**DOCUMENT EXTRACT:**
Books: More Chicken Soup

THE CHOSEN by Chaim Potok. 284 pages. Simon & Schuster. $4.95.

If some future sociologist were to analyze the character of New York City solely on the basis of certain of its novels, he might conclude that the bulk of the population was Jewish, lived in broken-down Brooklyn brownstones and consisted largely of boys, half extremely Orthodox, the other half rebellions. The fathers of these boys, he would discover, were physically infirm but wise and gentle. Of women there were few: a strong, sad-eyed mother or two kneading kreplech day and night, and an occasional gentile girl with dirty underwear. Inevitably, rebellious and Orthodox boys alike resolved their socio-theological dilemmas and went off somewhere to become either novelists or dentists.

In this first novel, Chaim Potok, 38, editor of the Jewish Publication Society of America and graduate cum laude of a New York Jewish boyhood, brews up a hearty bowl of the same old chicken soup whose recipe was laid down a generation ago by Henry Roth in Call It Sleep and Daniel Fuchs in his Summer in Williamsburg trilogy. Potok, however, adds a slightly different flavor: the conflict of his youthful protagonists is resolved against the waning days of World War II on the home front—a back ground that, in the hands of novelists of all creeds, is becoming a genre in its own right.

**ACTIVITY:**
Answer these questions from the book review of The Chosen:
1. Which publisher put out The Chosen, and at what price?
2. What do the rebellious and Orthodox boys alike go off to become?
3. What post does Chaim Potok hold?

**DATASET CONTENT:**

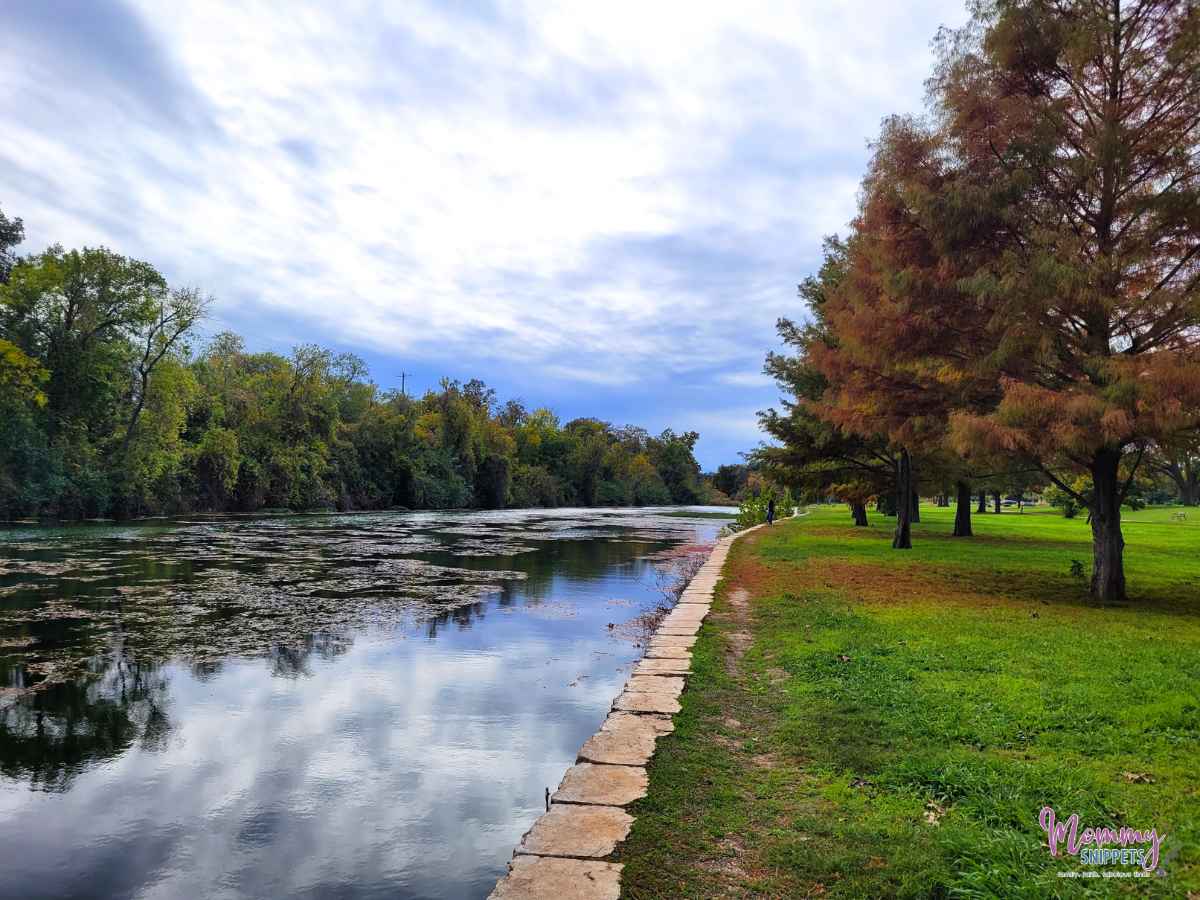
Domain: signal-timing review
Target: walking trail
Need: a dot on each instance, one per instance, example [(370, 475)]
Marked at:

**FINISHED TASK:**
1. Simon & Schuster, at $4.95.
2. Either novelists or dentists.
3. Editor of the Jewish Publication Society of America.